═════ Data records ═════
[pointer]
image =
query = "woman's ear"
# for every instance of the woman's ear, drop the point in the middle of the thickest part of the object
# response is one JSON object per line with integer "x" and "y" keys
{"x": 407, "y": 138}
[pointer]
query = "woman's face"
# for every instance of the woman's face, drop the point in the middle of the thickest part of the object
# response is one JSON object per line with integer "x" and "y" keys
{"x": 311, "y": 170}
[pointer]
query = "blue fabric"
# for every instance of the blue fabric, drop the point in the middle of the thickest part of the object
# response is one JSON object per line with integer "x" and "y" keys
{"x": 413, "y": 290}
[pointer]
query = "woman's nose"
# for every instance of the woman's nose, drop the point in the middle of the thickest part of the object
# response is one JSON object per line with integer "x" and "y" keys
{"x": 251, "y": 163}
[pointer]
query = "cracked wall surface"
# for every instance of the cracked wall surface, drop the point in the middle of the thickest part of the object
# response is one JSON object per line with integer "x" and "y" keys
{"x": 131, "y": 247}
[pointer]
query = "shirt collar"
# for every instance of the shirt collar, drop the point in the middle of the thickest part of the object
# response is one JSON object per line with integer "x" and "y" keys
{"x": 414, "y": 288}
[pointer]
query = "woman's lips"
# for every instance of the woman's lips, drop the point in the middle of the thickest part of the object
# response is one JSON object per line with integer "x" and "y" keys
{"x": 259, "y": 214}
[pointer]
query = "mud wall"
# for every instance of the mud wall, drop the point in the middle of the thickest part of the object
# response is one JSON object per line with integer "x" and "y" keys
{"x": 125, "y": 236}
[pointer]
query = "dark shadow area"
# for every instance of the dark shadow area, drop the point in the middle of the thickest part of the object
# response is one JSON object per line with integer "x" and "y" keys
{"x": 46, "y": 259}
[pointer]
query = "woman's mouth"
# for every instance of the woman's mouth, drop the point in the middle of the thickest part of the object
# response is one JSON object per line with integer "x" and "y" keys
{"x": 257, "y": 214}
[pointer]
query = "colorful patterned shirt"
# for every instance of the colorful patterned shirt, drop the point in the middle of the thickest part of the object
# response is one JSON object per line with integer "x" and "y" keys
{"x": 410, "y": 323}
═════
• Task directions:
Pull out each line in the items above that contains the word "colorful" and copy it unchanged. The match is case-sensitive.

• Exercise output:
query = "colorful patterned shirt"
# for every instance of the colorful patterned shirt, drop the point in the middle of the thickest part of the object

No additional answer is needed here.